Task objective. Turn the records, from their first line through the line containing "All paths have fill-rule evenodd.", into a numbered list, leaving out any blank lines.
**********
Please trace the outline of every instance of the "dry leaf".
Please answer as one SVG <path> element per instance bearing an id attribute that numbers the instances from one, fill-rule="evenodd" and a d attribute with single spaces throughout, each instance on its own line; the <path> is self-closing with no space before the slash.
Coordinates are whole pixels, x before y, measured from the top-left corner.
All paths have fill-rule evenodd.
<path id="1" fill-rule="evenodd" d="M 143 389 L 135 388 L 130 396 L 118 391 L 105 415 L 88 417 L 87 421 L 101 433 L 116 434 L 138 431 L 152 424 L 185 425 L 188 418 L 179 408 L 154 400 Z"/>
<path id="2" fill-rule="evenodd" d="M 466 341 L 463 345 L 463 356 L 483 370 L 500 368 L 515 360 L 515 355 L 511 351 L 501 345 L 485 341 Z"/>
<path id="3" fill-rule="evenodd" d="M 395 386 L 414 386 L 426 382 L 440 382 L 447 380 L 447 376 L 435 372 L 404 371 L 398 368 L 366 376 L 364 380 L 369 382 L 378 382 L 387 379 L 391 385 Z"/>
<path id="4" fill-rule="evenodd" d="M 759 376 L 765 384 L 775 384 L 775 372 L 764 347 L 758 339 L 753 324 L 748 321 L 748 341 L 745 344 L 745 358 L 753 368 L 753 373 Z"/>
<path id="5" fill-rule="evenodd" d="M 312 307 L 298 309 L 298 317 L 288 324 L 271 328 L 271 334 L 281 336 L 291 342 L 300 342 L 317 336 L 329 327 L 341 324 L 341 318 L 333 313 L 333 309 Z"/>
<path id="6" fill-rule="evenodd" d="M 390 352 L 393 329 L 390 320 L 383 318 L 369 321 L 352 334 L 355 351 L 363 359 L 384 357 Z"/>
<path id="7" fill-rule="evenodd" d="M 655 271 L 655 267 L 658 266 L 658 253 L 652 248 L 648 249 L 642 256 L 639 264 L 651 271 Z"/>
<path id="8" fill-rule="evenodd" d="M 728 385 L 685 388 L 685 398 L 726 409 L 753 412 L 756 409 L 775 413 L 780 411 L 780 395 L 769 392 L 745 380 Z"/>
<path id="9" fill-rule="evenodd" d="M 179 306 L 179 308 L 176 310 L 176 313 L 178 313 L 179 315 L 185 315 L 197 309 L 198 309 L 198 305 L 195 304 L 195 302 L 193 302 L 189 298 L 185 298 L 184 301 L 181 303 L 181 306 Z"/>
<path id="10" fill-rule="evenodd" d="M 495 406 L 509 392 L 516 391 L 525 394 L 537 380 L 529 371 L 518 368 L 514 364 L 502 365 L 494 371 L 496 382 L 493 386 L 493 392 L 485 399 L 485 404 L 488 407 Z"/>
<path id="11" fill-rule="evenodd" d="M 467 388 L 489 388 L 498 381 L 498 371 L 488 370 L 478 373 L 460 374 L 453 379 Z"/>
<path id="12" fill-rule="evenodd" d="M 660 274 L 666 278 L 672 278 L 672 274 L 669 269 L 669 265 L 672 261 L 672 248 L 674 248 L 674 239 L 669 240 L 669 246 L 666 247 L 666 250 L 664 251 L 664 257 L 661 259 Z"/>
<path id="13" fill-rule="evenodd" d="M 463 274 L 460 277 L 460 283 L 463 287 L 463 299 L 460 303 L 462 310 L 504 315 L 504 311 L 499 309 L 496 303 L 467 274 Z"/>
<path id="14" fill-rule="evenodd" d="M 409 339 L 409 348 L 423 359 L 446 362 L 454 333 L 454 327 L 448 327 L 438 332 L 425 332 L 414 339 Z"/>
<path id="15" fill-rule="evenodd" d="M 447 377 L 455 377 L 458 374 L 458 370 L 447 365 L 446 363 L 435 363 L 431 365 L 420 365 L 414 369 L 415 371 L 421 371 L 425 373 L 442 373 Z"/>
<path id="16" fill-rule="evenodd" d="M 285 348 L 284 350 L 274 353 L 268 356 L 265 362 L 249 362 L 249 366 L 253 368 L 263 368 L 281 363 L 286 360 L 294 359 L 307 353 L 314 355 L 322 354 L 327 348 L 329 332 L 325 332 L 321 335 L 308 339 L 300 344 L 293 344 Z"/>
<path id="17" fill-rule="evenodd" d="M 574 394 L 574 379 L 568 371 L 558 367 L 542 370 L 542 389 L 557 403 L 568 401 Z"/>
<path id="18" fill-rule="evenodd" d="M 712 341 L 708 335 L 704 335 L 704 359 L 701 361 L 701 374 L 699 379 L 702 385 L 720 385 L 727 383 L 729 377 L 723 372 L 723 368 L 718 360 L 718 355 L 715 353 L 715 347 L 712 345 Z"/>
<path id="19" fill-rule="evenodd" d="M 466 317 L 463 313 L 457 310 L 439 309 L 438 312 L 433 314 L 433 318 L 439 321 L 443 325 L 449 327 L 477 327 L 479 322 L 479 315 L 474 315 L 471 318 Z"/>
**********
Exercise result.
1. Please trace the outline of every instance of the "dry leaf".
2. Please answer as one SVG <path> element per instance bearing an id attribute that numbers the instances from one, fill-rule="evenodd" and a d attribute with single spaces throughout, each instance on its own line; the <path> is self-closing with no space before the slash.
3. Coordinates are whole pixels, x before y, measured from the top-left corner.
4. All paths have fill-rule evenodd.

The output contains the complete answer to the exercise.